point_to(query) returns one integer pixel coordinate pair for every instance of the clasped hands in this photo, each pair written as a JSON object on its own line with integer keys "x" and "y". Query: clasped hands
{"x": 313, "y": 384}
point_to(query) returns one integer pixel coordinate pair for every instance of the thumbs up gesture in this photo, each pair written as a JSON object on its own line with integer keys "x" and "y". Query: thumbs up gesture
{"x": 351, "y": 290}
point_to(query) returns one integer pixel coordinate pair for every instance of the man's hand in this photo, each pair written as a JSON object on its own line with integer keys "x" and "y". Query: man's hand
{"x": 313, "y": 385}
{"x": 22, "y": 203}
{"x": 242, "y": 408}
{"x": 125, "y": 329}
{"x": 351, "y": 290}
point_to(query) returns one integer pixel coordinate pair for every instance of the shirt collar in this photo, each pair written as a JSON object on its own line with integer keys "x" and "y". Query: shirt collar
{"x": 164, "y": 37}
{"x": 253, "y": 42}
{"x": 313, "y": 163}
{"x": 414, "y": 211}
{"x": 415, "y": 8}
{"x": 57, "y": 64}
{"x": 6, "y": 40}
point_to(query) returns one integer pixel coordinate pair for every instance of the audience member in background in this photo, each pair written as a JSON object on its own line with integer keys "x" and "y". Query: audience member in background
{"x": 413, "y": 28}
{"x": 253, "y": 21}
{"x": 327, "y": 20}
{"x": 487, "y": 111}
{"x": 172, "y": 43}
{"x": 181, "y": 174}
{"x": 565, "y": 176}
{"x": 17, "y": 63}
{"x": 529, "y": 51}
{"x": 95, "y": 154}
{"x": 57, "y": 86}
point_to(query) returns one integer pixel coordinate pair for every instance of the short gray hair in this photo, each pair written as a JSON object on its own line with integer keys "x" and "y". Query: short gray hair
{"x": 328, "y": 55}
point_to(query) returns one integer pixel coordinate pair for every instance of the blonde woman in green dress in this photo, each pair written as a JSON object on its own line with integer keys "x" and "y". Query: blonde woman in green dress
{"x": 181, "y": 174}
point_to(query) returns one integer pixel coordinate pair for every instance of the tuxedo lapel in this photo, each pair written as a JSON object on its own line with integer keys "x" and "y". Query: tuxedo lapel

━━━━━━━━

Your job is to reproduce the data in full, with every line intact.

→ **Response area**:
point_to(query) returns one integer pixel coordinate pair for every instance of the clasped hands in this photo, each pair written as a JSON object on its own line with integer keys "x" and "y". Query: clasped hands
{"x": 313, "y": 384}
point_to(query) returns one integer pixel coordinate pair for every instance of the thumbs up gesture in this photo, each pair written as a JSON object on its own line with integer keys "x" and "y". Query: thumbs up gesture
{"x": 351, "y": 290}
point_to(query) returns one integer pixel coordinate pair for every instance of the man's hand in this photo, each pair written as a JSON object on its own line with integer keys "x" and "y". Query: man's hand
{"x": 313, "y": 385}
{"x": 22, "y": 203}
{"x": 242, "y": 408}
{"x": 125, "y": 329}
{"x": 351, "y": 290}
point_to(query) returns one integer pixel coordinate pair for every instance of the shirt collar in this photo, each pair written as a JSON object on its own line with integer keys "x" and "y". Query: shirt collar
{"x": 164, "y": 37}
{"x": 253, "y": 42}
{"x": 313, "y": 163}
{"x": 414, "y": 211}
{"x": 415, "y": 8}
{"x": 57, "y": 64}
{"x": 6, "y": 40}
point_to(query) returns one integer pixel coordinate pair for every instance of the audience member in background in this photo, each pair written as a JSON object on its own line with integer keys "x" and "y". Query: audience member in background
{"x": 413, "y": 28}
{"x": 253, "y": 21}
{"x": 327, "y": 20}
{"x": 487, "y": 111}
{"x": 172, "y": 43}
{"x": 181, "y": 174}
{"x": 565, "y": 176}
{"x": 17, "y": 63}
{"x": 529, "y": 51}
{"x": 95, "y": 154}
{"x": 57, "y": 86}
point_to(query) returns one integer pixel coordinate pair for every instance of the short gray hair in this photo, each pair written as a JSON object on its own line with integer keys "x" and "y". Query: short gray hair
{"x": 328, "y": 55}
point_to(query) returns one integer pixel coordinate pair for every instance of the blonde woman in green dress in this photo, each pair written as a JSON object on its own line with integer keys "x" and "y". Query: blonde woman in green dress
{"x": 181, "y": 174}
point_to(query) returns one integer pixel coordinate pair for every instance of the tuxedo lapel in this photo, each pair written as a JSON object on its own line with integer keys "x" and "y". Query: tuxedo lapel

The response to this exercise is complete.